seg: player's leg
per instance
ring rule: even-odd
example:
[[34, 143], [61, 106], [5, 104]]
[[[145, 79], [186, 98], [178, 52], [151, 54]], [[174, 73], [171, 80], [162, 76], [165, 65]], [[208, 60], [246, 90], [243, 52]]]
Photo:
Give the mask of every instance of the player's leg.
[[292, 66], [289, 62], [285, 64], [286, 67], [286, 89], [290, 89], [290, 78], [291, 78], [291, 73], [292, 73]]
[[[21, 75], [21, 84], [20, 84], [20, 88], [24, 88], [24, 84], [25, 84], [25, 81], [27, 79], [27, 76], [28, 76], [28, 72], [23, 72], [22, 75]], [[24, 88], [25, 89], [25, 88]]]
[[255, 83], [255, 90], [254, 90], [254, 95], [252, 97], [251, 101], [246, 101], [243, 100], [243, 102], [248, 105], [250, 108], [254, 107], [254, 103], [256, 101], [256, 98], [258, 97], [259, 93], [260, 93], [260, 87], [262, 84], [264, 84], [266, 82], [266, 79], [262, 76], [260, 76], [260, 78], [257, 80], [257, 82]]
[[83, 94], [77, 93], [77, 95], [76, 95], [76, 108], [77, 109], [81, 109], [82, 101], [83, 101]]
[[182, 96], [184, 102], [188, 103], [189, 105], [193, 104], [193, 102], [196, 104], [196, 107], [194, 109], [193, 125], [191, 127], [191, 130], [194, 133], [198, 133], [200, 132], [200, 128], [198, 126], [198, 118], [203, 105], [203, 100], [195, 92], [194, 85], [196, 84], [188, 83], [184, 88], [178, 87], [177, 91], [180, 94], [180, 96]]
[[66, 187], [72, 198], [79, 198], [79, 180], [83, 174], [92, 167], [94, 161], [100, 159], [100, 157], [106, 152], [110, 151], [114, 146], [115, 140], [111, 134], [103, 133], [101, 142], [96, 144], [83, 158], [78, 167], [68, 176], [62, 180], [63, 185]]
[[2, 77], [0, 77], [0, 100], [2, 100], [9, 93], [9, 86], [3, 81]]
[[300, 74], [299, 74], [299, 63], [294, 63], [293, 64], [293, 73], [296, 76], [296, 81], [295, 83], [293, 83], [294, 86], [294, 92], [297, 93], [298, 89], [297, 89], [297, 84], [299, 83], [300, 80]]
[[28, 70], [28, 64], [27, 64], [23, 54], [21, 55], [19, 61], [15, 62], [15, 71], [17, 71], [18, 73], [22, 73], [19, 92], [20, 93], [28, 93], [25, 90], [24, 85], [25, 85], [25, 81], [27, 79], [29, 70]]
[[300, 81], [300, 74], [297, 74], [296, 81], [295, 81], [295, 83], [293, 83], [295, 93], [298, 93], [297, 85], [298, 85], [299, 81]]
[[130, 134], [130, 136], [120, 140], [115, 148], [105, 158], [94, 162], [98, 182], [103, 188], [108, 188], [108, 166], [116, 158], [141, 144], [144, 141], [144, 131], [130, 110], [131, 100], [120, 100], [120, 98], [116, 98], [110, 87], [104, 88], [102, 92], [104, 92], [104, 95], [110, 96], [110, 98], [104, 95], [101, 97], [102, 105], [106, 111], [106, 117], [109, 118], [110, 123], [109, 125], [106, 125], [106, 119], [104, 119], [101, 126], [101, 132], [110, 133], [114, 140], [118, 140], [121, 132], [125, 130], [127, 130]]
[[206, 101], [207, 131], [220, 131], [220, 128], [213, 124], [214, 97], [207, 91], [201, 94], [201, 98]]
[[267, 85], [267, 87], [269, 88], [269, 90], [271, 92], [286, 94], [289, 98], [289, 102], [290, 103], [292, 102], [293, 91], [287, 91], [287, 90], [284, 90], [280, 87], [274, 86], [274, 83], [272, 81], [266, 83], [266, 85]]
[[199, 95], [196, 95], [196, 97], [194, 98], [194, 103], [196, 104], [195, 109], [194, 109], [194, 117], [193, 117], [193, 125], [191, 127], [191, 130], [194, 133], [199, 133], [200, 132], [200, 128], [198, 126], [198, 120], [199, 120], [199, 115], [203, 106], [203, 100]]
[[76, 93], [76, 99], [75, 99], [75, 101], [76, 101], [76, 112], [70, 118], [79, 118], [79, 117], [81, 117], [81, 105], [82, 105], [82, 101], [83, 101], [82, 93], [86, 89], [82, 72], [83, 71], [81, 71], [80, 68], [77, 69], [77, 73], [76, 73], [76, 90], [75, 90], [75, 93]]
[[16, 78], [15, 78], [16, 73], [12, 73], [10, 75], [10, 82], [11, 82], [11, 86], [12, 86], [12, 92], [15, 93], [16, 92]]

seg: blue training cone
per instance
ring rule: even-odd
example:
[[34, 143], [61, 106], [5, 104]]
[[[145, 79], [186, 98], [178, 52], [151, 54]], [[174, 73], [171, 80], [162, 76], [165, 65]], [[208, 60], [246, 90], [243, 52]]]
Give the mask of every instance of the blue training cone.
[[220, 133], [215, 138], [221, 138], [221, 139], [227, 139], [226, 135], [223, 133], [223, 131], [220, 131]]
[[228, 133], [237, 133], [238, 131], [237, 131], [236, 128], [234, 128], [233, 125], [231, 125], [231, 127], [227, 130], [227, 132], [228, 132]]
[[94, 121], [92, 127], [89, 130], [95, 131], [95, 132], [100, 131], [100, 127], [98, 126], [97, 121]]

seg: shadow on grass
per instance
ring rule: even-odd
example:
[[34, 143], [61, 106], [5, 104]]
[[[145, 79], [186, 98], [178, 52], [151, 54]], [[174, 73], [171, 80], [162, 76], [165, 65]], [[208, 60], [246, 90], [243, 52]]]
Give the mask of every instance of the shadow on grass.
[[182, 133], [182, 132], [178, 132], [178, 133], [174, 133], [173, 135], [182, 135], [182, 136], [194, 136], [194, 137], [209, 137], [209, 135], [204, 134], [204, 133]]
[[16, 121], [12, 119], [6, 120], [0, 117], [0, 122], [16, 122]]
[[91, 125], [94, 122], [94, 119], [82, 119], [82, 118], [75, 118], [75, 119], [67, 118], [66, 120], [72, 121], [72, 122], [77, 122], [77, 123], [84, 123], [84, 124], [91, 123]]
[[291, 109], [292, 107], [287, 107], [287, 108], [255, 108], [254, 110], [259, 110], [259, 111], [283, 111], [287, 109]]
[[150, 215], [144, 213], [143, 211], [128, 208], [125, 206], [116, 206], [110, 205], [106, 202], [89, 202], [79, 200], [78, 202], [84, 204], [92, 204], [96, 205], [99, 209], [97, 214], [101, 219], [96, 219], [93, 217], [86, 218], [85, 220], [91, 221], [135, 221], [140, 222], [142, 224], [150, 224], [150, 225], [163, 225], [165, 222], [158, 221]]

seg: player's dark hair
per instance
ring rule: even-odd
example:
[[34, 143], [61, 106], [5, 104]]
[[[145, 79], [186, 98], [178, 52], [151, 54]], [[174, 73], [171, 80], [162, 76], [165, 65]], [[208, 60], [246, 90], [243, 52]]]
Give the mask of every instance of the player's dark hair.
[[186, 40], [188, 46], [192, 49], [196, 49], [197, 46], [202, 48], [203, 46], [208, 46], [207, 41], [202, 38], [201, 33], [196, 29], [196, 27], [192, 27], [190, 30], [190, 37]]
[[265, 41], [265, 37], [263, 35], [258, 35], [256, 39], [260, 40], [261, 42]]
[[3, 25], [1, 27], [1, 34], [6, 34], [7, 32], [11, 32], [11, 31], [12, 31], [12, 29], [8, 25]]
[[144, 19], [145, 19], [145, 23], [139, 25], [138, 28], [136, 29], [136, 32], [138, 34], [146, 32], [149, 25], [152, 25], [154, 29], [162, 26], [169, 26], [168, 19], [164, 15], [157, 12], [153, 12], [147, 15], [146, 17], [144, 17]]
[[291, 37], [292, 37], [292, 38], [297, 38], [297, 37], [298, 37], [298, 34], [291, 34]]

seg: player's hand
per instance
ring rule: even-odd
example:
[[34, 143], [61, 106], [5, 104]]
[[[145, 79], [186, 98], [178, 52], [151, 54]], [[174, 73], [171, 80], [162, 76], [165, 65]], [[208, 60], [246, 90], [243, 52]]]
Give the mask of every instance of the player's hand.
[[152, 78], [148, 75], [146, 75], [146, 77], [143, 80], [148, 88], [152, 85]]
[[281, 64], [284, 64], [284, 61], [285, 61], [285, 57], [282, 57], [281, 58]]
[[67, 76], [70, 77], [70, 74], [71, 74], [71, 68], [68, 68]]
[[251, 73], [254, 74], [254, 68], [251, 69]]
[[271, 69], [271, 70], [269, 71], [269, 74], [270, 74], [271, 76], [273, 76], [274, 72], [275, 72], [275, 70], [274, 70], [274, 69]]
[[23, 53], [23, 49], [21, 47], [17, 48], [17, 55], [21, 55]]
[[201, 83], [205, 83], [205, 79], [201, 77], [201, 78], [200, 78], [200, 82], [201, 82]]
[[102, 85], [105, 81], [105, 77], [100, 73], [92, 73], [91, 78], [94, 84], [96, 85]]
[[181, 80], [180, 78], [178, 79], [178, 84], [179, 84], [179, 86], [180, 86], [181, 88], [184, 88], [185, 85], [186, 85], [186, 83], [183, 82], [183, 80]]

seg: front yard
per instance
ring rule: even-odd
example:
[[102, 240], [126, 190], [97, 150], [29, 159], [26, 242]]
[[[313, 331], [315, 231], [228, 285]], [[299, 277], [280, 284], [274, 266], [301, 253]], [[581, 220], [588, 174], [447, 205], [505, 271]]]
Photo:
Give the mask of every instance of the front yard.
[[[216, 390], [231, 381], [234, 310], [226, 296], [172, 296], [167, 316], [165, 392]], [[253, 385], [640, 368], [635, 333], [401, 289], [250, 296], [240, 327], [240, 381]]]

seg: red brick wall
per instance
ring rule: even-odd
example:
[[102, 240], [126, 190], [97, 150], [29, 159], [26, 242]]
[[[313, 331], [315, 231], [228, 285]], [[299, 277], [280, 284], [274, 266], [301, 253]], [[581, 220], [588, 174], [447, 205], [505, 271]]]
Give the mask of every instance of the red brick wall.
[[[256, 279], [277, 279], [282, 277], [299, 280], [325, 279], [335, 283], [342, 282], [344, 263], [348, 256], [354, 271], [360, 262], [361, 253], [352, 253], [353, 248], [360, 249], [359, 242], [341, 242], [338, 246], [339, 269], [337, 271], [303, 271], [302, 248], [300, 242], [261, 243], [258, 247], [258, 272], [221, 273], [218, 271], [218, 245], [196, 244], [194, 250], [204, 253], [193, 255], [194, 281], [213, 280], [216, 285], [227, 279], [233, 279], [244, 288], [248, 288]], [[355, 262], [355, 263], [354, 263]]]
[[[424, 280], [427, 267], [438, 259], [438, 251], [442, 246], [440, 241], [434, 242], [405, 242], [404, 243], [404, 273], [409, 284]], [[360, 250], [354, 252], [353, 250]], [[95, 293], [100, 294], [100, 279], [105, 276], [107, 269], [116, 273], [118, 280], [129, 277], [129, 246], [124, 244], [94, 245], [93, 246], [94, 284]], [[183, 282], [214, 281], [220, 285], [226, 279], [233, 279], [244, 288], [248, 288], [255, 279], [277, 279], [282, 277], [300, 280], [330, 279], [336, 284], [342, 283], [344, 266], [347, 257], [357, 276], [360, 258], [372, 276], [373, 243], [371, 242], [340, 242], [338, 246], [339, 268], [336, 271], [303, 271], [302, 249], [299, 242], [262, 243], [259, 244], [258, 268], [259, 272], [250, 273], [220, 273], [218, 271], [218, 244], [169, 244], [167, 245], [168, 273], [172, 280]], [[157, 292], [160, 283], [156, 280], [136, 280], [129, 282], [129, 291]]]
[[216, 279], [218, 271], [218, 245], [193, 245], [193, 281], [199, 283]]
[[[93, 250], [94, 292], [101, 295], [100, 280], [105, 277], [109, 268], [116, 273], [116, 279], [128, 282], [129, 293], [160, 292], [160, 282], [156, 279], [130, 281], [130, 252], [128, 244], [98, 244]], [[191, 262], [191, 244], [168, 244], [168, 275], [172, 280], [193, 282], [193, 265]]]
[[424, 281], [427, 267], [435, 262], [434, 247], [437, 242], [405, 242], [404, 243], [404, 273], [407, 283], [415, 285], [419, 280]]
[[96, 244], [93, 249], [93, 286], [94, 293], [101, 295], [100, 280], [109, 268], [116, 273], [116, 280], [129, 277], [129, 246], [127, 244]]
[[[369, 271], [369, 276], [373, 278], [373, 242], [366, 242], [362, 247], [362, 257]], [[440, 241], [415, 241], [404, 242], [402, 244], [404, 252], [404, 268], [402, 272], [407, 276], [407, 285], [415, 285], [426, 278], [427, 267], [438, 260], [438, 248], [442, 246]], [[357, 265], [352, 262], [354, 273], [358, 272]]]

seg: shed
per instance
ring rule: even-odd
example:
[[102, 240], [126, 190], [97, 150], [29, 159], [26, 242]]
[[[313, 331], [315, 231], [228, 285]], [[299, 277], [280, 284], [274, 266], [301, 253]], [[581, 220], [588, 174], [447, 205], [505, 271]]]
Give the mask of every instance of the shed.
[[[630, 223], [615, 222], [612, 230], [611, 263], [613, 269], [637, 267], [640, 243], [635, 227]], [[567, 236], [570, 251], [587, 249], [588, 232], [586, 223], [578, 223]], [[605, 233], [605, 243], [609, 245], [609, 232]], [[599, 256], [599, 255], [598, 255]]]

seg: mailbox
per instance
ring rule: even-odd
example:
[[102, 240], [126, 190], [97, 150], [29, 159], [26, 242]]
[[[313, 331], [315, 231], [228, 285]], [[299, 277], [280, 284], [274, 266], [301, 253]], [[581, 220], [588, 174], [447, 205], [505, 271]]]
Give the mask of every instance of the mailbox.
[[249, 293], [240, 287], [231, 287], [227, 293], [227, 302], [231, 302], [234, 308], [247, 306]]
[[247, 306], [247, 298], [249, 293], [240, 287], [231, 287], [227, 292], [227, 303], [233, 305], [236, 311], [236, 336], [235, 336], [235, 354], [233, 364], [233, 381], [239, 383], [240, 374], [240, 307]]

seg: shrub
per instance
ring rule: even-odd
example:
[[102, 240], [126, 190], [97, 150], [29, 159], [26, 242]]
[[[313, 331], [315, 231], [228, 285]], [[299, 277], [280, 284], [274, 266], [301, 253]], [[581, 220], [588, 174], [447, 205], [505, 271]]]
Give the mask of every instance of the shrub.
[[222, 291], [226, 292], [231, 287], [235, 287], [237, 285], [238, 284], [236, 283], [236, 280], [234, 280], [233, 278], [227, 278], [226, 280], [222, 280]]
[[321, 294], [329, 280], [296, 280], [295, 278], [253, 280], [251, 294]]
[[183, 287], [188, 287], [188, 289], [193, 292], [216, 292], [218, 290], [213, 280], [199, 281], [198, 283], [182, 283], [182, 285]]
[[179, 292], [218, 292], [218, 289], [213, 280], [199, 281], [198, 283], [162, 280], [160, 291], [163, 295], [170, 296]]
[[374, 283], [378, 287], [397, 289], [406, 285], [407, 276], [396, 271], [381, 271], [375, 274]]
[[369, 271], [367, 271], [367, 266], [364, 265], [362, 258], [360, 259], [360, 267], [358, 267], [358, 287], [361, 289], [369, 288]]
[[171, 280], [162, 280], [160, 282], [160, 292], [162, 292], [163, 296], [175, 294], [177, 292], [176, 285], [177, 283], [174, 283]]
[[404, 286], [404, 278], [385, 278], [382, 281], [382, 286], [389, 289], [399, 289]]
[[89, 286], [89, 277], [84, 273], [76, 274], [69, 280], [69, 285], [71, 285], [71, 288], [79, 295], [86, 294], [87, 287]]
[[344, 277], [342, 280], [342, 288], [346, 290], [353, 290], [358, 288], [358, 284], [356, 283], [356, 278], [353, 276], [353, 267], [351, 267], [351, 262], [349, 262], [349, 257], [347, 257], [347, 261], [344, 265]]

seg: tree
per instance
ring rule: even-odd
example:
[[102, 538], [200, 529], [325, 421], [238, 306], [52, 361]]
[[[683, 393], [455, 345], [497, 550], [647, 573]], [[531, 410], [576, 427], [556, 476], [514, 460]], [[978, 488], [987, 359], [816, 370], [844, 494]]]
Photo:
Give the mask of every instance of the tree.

================

*TASK PROMPT*:
Say how many lines above contain the string "tree". Answer with the number only.

*OUTPUT*:
2